— Source —
● ● ● ●
The R ``did`` package by Callaway and Sant'Anna is the gold standard for
staggered DiD. Here's how to translate common operations:

**Basic estimation:**

.. code-block:: r

   # R (did package)
   library(did)
   out <- att_gt(
     yname = "Y",
     tname = "period",
     idname = "id",
     gname = "G",
     data = data
   )

.. code-block:: python

   # Python (diff-diff)
   from diff_diff import CallawaySantAnna

   cs = CallawaySantAnna()
   results = cs.fit(
       data,
       outcome='Y',
       time='period',
       unit='id',
       first_treat='G'
   )

**With covariates (doubly robust):**

.. code-block:: r

   # R
   out <- att_gt(
     yname = "Y", tname = "period",
     idname = "id", gname = "G",
     xformla = ~ X1 + X2,
     est_method = "dr",
     data = data
   )

.. code-block:: python

   # Python
   cs = CallawaySantAnna(estimation_method='dr')
   results = cs.fit(
       data,
       outcome='Y',
       time='period',
       unit='id',
       first_treat='G',
       covariates=['X1', 'X2']
   )
● ● ● ●
— Exercises —
A – Extract every line of the records that contains the string "person", matching case exactly.
B – Write the next part of the staggered DiD guide, picking up right after its last line.
The staggered DiD guide and the records have nothing to do with each other.

— Information supplied —
● ● ● ●
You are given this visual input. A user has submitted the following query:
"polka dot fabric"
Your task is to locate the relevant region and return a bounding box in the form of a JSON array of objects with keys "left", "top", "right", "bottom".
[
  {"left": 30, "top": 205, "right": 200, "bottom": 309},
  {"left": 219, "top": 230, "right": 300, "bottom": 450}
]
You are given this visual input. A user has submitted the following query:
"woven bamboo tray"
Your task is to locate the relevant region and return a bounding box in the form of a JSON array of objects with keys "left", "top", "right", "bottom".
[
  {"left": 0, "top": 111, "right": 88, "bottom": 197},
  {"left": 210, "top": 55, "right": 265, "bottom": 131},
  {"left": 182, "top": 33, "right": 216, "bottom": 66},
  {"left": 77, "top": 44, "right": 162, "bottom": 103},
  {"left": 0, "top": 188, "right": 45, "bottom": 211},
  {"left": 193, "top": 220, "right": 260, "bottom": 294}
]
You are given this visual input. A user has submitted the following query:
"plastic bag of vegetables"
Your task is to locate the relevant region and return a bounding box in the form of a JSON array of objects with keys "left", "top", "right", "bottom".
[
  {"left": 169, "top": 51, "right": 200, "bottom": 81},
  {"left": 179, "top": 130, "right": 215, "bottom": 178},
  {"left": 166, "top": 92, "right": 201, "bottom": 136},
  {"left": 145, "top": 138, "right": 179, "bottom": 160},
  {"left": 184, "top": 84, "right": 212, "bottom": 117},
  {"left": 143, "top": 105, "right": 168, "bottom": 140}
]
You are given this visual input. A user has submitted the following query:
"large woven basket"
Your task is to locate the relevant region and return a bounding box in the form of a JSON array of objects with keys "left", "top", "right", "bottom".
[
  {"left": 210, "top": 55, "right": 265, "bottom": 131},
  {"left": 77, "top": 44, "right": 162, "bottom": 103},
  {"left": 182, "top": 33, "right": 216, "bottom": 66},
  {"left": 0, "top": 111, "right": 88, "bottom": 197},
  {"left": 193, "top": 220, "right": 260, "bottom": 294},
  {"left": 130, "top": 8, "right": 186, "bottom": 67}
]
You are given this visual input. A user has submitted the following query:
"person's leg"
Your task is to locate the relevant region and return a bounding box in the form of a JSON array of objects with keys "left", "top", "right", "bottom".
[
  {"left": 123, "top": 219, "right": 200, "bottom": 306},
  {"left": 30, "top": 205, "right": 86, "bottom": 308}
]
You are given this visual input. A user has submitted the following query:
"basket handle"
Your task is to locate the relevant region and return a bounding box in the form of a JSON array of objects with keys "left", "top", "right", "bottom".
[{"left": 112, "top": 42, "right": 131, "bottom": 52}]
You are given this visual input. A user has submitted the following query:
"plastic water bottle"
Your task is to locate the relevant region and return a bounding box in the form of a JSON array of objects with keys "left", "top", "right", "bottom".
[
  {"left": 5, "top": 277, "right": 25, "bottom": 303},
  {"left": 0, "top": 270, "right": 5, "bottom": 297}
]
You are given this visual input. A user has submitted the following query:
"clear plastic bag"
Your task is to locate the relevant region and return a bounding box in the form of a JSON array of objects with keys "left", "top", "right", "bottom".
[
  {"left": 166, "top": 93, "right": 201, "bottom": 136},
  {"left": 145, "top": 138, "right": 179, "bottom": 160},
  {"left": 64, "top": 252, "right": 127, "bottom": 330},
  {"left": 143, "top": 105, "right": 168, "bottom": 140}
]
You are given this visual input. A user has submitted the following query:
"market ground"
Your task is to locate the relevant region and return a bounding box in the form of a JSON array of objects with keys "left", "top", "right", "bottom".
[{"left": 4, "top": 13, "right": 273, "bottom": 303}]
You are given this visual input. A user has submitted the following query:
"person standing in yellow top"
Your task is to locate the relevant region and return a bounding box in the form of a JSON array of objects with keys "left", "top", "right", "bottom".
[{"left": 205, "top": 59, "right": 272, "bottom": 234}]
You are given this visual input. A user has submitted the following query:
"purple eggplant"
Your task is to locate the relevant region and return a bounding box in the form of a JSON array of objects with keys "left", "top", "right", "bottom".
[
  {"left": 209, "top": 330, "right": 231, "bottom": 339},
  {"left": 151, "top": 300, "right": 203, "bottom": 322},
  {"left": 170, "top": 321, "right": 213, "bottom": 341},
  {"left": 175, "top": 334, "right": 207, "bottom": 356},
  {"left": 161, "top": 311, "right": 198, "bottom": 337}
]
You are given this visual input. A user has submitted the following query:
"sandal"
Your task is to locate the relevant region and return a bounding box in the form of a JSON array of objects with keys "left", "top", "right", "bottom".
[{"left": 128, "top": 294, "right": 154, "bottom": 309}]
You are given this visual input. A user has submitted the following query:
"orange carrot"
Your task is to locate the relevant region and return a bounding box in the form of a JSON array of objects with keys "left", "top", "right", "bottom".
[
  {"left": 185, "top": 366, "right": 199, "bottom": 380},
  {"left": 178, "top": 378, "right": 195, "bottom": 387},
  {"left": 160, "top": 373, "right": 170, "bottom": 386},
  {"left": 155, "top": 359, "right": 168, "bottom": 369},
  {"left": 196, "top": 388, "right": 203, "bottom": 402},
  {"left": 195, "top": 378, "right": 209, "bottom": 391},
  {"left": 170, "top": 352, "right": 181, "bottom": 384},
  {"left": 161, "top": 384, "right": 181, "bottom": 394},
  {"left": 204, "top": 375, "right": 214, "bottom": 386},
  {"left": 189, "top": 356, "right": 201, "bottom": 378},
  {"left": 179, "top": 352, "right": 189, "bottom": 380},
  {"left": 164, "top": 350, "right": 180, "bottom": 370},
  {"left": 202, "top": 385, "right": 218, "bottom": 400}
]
● ● ● ●
— The results —
A –
"person's leg"
"person standing in yellow top"

B –
**Aggregations:**

.. code-block:: r

   # R
   agg_simple <- aggte(out, type = "simple")
   agg_dynamic <- aggte(out, type = "dynamic")
   agg_group <- aggte(out, type = "group")

.. code-block:: python

   # Python (unlike R's aggte(), aggregation is requested at fit time)
   results = cs.fit(data, outcome='Y', time='period', unit='id',
                    first_treat='G', aggregate='all')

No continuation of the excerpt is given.